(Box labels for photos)
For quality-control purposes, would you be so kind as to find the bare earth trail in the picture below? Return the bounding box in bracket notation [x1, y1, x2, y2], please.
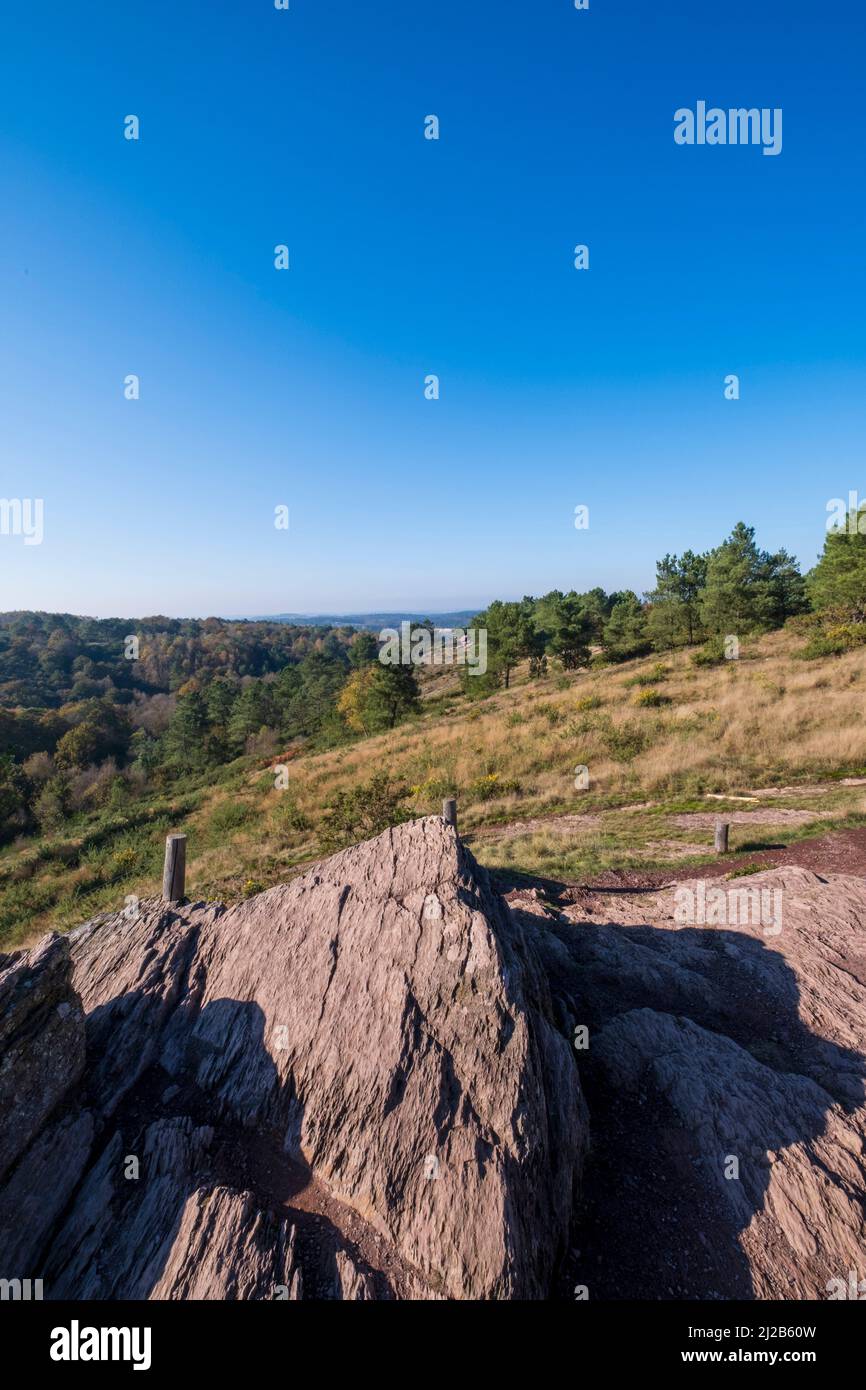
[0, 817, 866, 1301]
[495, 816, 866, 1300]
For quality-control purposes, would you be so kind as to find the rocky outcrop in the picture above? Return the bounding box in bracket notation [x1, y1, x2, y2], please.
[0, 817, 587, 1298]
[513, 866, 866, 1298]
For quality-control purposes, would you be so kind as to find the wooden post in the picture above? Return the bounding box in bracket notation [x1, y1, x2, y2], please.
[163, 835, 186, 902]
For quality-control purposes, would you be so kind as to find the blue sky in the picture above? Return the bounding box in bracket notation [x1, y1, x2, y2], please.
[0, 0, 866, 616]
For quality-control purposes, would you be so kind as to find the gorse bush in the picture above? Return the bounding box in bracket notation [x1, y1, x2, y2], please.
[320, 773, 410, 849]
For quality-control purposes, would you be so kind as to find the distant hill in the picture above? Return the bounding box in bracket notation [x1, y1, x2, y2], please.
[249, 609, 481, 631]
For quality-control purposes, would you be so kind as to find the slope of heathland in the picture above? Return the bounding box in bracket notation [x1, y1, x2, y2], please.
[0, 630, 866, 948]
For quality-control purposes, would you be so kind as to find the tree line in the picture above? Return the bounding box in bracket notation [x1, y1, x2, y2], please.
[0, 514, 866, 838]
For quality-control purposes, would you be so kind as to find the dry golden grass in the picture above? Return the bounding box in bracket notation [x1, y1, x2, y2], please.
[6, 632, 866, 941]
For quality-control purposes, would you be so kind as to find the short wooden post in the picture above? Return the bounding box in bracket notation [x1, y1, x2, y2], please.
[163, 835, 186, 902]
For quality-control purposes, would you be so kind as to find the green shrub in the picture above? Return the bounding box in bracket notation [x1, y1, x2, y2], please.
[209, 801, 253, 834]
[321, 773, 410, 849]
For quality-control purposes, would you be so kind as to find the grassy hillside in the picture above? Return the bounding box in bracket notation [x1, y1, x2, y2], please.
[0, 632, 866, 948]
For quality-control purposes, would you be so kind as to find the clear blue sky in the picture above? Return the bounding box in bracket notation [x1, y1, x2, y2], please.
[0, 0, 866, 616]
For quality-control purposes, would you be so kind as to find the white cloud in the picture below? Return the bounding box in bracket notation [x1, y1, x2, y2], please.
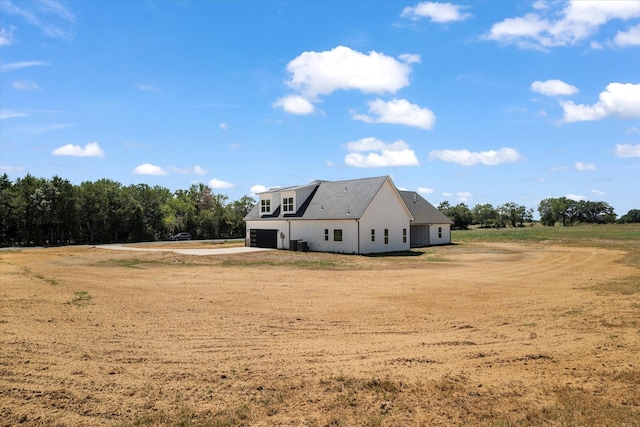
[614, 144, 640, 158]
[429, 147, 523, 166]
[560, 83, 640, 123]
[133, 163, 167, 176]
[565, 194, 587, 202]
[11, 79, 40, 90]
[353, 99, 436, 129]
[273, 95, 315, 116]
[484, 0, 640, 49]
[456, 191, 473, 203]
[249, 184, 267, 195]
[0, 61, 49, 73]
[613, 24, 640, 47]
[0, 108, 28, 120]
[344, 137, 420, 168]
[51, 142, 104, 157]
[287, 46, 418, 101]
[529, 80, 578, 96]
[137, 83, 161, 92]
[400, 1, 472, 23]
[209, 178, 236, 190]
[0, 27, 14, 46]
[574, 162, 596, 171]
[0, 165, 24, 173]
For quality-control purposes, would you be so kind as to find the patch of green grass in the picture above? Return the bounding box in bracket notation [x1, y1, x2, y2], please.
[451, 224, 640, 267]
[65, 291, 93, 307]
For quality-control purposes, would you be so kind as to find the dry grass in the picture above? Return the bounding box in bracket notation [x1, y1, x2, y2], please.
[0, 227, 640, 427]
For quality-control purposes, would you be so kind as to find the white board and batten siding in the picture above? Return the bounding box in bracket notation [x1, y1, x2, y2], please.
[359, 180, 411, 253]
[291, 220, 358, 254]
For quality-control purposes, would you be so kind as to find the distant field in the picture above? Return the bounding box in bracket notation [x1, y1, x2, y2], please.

§ **Job**:
Swap "quality-control" for "quality-assurance" in the material, from the line holding "find the patch" through the end, inclusive, and give those lines again with nothing else changed.

§ **The completed task**:
For quality-assurance purposes, would you be so kind as to find the patch of green grass in the picture above? Return the bounding box in bracket notation [x1, y1, x2, y2], please.
[451, 224, 640, 267]
[65, 291, 93, 307]
For quality-assurance purposes, would you be so kind as to find the dry grass in the picture above? Return the bounding box in bracket notation [x1, y1, x2, y2], please.
[0, 227, 640, 427]
For quality-assurance purposes, would you be so kind as to find the white board and batten siding in the picture above? Return the bounding box in bracket notation [x1, y1, x2, y2], please.
[359, 180, 411, 253]
[291, 220, 358, 254]
For quality-assurance purposes, would you be so kind as to find the distant field in the picture above? Return the bounding box in bracket notation [x1, y1, x2, y2], please.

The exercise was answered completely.